*Selected text:*
I didn't originally plan to write a story about a supervillain.

I definitely didn't plan to write one where the villain has better employee benefits than most real companies.

But the idea stuck.

So many stories treat villains as either monsters or misunderstood heroes waiting to be redeemed. I wanted to explore something different: a villain who knows he's a villain… and still tries to be decent anyway. Not good. Not forgiven. Just responsible.

Malachai exists because I kept asking myself a simple question:

What if the most dangerous person in the world was also the one most aware of consequences?

And then a second question followed naturally:

What if he also helped his henchmen move furniture, did taxes, and made sure everyone had dental coverage?

From there, the story became something larger than I expected.

Yes, there are battles, gods, demons, and world-ending threats. But at its heart, this story is about people trying to live in a messy world where power doesn't make things simpler—it makes them harder. Heroes struggle with expectations. Villains struggle with restraint. And sometimes the scariest person in the room is the one trying the hardest not to make things worse.

*Entries:*

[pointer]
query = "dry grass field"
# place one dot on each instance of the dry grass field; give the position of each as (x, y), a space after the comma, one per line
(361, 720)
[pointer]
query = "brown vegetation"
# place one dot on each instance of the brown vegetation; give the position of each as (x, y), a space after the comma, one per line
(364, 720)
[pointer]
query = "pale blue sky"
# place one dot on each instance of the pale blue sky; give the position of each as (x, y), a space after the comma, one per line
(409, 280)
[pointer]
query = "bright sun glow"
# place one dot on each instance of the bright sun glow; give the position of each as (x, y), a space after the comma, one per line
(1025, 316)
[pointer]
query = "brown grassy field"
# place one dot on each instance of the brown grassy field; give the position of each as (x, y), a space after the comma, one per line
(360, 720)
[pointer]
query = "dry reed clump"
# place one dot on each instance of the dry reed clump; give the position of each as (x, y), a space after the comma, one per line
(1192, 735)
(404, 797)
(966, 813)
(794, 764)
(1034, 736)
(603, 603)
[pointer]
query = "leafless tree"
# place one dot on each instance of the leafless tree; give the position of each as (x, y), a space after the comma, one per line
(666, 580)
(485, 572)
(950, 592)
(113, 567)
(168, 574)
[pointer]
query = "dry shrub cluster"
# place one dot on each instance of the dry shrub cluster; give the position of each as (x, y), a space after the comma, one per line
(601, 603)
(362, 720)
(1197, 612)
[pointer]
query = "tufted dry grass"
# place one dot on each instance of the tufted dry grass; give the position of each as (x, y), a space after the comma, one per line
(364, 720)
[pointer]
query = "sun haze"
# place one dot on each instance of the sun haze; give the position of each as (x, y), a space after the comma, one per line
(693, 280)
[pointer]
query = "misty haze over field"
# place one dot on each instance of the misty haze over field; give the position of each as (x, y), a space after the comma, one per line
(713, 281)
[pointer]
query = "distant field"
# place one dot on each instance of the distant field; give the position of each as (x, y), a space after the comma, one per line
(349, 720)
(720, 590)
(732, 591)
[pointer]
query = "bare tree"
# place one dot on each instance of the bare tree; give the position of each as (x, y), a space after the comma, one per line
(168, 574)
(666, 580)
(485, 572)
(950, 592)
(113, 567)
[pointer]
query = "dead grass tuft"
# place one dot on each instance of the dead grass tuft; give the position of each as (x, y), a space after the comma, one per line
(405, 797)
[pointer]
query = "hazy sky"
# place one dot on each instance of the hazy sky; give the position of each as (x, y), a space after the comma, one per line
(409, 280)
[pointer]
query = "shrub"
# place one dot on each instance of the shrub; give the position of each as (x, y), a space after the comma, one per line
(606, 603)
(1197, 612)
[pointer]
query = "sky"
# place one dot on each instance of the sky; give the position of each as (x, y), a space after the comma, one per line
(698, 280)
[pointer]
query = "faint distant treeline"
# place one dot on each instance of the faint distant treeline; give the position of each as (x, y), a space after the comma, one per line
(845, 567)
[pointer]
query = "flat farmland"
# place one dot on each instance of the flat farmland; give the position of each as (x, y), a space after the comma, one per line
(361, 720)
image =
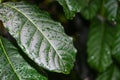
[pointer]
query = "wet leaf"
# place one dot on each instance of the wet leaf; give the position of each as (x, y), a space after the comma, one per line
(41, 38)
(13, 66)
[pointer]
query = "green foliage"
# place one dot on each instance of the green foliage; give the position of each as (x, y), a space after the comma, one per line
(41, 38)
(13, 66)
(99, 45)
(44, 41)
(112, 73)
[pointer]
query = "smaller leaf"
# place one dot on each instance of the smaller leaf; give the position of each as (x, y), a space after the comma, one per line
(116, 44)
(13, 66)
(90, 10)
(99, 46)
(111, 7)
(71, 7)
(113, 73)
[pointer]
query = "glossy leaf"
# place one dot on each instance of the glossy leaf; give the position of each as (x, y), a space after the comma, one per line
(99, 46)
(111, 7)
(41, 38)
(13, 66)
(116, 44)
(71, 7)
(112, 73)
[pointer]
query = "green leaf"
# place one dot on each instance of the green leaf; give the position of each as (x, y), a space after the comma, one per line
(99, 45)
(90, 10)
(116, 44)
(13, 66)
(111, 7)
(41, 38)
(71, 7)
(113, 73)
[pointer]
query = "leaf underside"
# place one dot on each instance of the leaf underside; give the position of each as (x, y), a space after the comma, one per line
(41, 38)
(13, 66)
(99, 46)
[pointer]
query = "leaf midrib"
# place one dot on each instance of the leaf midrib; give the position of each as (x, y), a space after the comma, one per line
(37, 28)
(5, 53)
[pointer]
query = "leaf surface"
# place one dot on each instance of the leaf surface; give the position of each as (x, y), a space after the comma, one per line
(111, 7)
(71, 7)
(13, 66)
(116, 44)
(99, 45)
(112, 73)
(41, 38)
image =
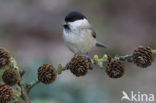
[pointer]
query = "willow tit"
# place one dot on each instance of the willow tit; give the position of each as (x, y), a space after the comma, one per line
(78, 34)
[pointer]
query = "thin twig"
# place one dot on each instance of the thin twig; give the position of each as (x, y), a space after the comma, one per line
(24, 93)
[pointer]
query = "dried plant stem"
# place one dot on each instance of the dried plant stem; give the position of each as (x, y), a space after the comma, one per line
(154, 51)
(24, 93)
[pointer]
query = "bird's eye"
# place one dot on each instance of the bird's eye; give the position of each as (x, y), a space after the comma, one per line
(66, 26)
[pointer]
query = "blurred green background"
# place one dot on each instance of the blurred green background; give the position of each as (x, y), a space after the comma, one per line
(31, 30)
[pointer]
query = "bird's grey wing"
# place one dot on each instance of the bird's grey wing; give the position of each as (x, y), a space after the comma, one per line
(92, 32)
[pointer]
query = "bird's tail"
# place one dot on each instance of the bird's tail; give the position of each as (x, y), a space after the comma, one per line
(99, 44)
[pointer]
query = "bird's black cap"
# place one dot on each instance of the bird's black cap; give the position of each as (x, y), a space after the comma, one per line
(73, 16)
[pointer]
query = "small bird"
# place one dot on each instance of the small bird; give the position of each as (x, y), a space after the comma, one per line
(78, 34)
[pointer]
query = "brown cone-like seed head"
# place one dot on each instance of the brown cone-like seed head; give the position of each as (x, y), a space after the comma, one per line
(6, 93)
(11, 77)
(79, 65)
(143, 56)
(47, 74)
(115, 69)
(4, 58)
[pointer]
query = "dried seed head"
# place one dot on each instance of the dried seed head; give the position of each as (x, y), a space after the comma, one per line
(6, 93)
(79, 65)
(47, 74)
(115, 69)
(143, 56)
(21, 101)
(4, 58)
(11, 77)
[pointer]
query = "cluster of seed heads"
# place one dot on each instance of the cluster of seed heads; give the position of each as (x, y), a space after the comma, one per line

*What this exercise asks:*
**A)** Copy out the passage about the supervillain story word for word, starting at "And then a second" and ending at "than I expected.".
**B)** In the passage about the supervillain story, what does the villain make sure everyone has?
**C)** Carry the passage about the supervillain story forward from the point where it stops.
The entries aren't needed for this work.

*The responses:*
**A)**
And then a second question followed naturally:

What if he also helped his henchmen move furniture, did taxes, and made sure everyone had dental coverage?

From there, the story became something larger than I expected.

**B)** Dental coverage.

**C)**
The humor matters because without it, the story would be unbearable. When you're writing about grief, responsibility, and consequence, you need moments where someone awkwardly dances, burns a cake, or accidentally becomes a community pillar despite technically being evil.

Because real people are like that.

Complicated. Contradictory. Occasionally ridiculous.

This story is also about the idea that loyalty built on respect lasts longer than loyalty built on fear, and that systems—whether heroic or villainous—are only as good as the people trying to make them work.

Mostly, though, I wrote this because I like stories where power doesn't excuse someone from responsibility. Where being dangerous doesn't mean being cruel. And where the Dark Lord might save the world… but still insists on filing the paperwork afterward.

And if there's one thing I hope comes from this story, it's that other people feel encouraged to explore ideas like this themselves. Write villains who are strange. Write villains who are silly. Write villains who worry about rent, or bake badly, or accidentally become beloved by the people they were supposed to terrify. Explore random ideas. Follow the bizarre ones. Sometimes the weird idea you almost discard is the one that becomes something meaningful.

You don't have to make villains darker to make them interesting. Sometimes making them human—or absurd—is far more fun.

And most importantly: keep going.

Stories don't become stories by being perfect. They become stories because someone kept writing even when the idea felt strange or unfinished or uncertain.

There isn't one way to tell stories about heroes or villains.

So write yours too. Make it weird. Make it sincere. Make it yours.

Thank you for reading.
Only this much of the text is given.